Mon Colonel, à la suite de votre démonstration sur l'histoire de la mallette d'argent, pour vous quelle est l’origine de cette rocambolesque histoire ?

Cette histoire est partie d’une note d’un responsable du ministère de la défense. Pour la manifestation de la vérité et pour une meilleure compréhension de votre Tribunal, je vais me permettre de faire une présentation chronologique des événements, depuis mon départ du Secrétariat Militaire : Le 6 avril 2016, alors que j’étais en attente de mon accréditation, j’avais été envoyé en mission à Paris où j’étais arrivé au petit matin de ce jour-là. Après mon installation à l’hôtel Majestic où j’avais mes habitudes, j’ai été interpellé par les policiers de l’Office central de répression de la grande délinquance financière (OCRGDF), moins de 3 heures après mon arrivée sur le sol français. Emmené à leur bureau, j’avais été interrogé sur commission rogatoire du juge chargé de l’instruction de l’affaire MAGFORCE, sur mon rôle dans les marchés au ministère de la défense du Cameroun.

Après 48h de garde à vue, j’avais été mis en examen et placé sous contrôle judiciaire, pour corruption passive d'agent public étranger et recel d’abus de biens sociaux. Une caution financière de 50.000 euros avait été fixée, représentant les frais de justice et le remboursement du préjudice éventuel causé, dont 45.000 euros étalée sur 18 mois. La mention du « préjudice éventuel » employée par le juge français est révélatrice de l’absence de certitude qui caractérise les faits relatifs à cette affaire. Le 11 août 2016, j’avais pris effectivement service à Rabat au Maroc. Dès le 8 octobre 2016 au soir, l’information sur mon arrestation avec une mallette d’argent a commencé à circuler dans les réseaux sociaux.

Elle sera reprise et amplifiée à partir du 10 octobre par des activistes connus des réseaux sociaux… la toile s’est enflammée. Les journaux camerounais « La Nouvelle », « Le Courrier International » et « L'Epervier » en ont fait leurs Unes et y sont revenus sans arrêt pendant plus de 2 mois. Au même moment, une note en date du 13 octobre 2016 était adressée au ministre délégué à la présidence chargé de la Défense. Cette note était signée du Chef division de la Sécurité militaire, le Lieutenant-colonel d’alors, aujourd’hui Colonel Bamkoui Émile Joël. Cette note, je le répète, a été à l’origine de toute cette cabale médiatique. Lecture de la note dont transcription est ci-dessous a été faite par le Colonel Mboutou : " Objet : Interpellation du lieutenant-

colonel Mboutou à Paris Des sources signalent que l’Officier Supérieur cité en objet, Attaché de défense du Cameroun au Maroc, a été interpellé par les services secrets français à Paris alors qu’il négociait l’achat d’appartement de luxe. Une somme de deux millions d’euros aurait été  saisie sur lui et une enquête a été ouverte. Selon la même source, les faits se seraient déroulés le 04 octobre 2016 où la direction centrale du renseignement intérieur (DCRI) l’aurait interpellé à Georges V près des champs Elysées à Paris.

────────────────────

### Exercice 1:
Relevez tous les journaux camerounais nommés dans l'extrait sur l'affaire de la mallette d'argent.
### Exercice 2:
Poursuivez, s'il vous plaît, l'extrait sur l'affaire de la mallette d'argent après sa dernière phrase.

### Données:
────────────────────

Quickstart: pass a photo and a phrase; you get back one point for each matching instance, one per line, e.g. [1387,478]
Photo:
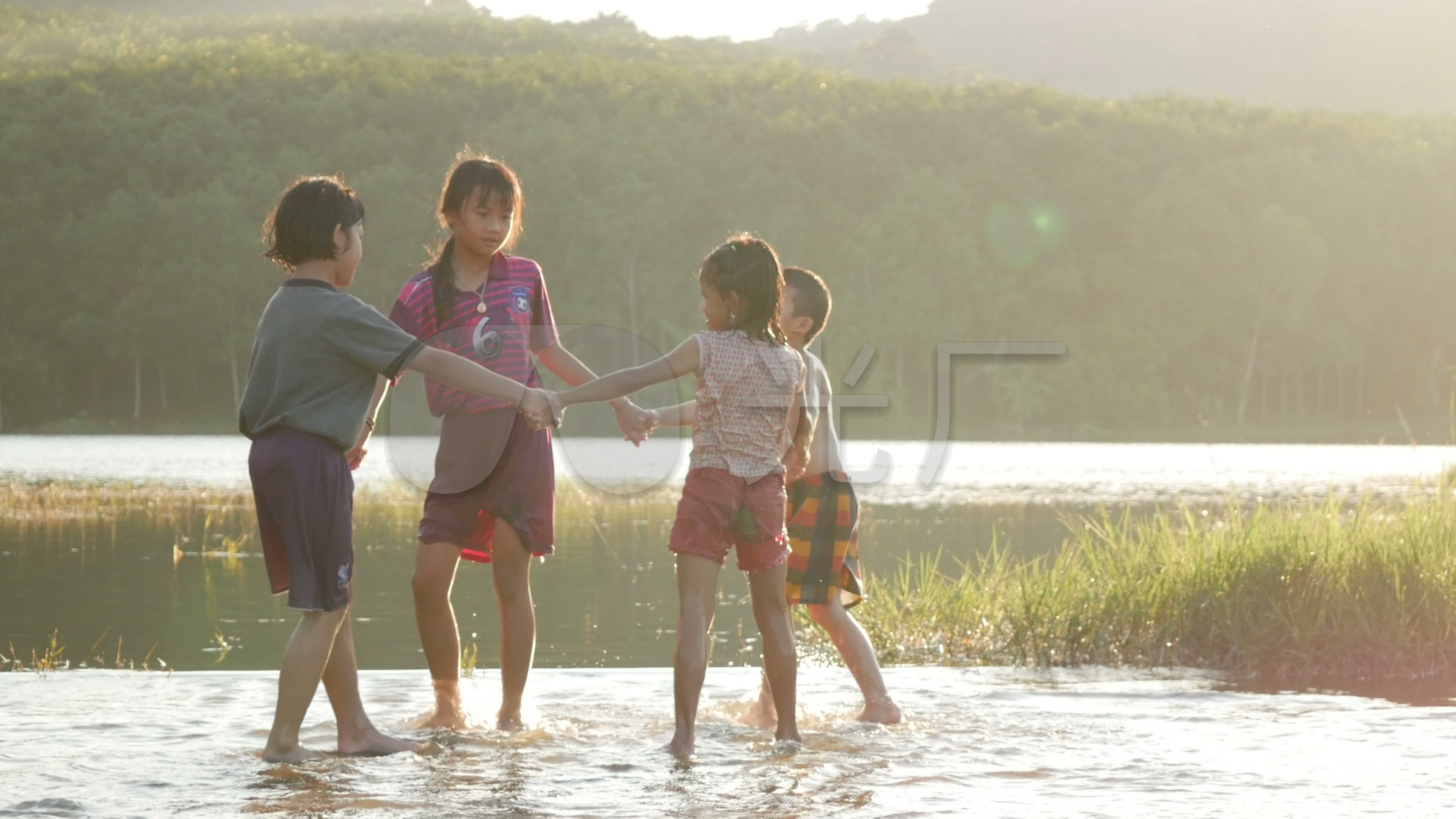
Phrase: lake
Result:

────────────────────

### Réponse 1:
« La Nouvelle », « Le Courrier International » et « L'Epervier ».

### Réponse 2:
A l’issue, il aurait été entendu par un Juge d’Instruction criminel puis relaxé sous caution. Des recoupements effectués par la Sécurité Militaire, il ressort que ses renseignements sont bel et bien fondés. Car le 06 avril 2016, le nommé Mboutou Ghislain Victor né le 28/07/1968 à Sangmélima au Cameroun a été arrêté par l’Office Central de répression de la Grande délinquance financière (OCRGDF) à l’Hôtel Majestic situé au 30 rue la Pérousse à Paris dans le XVI Arrondissement. Il a été mis en cause dans une affaire qui date de 2013, relative à des faits de :

  • Abus de biens ou de crédits d’une société par actions par un dirigeant à des fins personnelles ;
  • Proposition ou fourniture d’avantage à un agent public d’un Etat étranger ou d’une Organisation Internationale publique ;
  • Blanchiment aggravé.

Une information judiciaire a été ouverte chez un Juge d’Instruction. Fort de tout ce qui précède, le Lieutenant-colonel, chef de la Division de la Sécurité Militaire propose pour plus de renseignements au sujet de ce vaste réseau qui touche certains membres du gouvernement camerounais, qu'un recoupement soit effectué à Paris et qu’une enquête judiciaire soit ouverte, pour établir les responsabilités des uns et des autres, et disculper ainsi l’Etat du Cameroun qui serait cité dans cette scabreuse affaire. Cette note tient lieu de compte rendu. (e) Lieutenant-colonel Bamkoui Emile Joël. Chef de division de la Sécurité militaire."

Il y a lieu de relever la similitude entre les informations relayées dans les médias et celles contenues dans la note en question. Il est ainsi rapporté que j’avais été interpellé le 04 octobre 2016 par les agents de la Direction centrale du Renseignement intérieur (DCRI), ce qui est évidemment faux, mais était abondamment relayé par les réseaux sociaux et les médias et confirmé par ladite note.

Comment pouvez-vous expliquer cette concomitance ?

Cela sous-entend qu’il y avait une connivence entre lesdits médias et l’auteur de la note. D’ailleurs, le 18 novembre 2016, je reçois du ministère de la défense un billet d’avion Casablanca-Yaoundé. Le même jour, un article posté en ligne à 18h32 de Cameroon-Info.Net, citant un article du journal L'Epervier du même jour, annonce ma convocation au Cameroun. Ces fuites dans les médias sont révélatrices de ce qu’elles venaient du ministère de la défense.

Le dimanche 20 novembre 2016, j’arrive à Yaoundé. Le lundi 21 novembre 2016, je me suis présenté au Chef de Secrétariat Militaire, à sa demande, le Capitaine de Vaisseau Tchouatat Joseph, mon chef hiérarchique, alors que j’étais Chef Secrétariat militaire Adjoint. Il m’a notifié mon rappel au Cameroun en me remettant le décret présidentiel le sanctionnant. Il m’informera par la même occasion de ma mise à la disposition du Chef d'État-major de l’Armée de l’Air.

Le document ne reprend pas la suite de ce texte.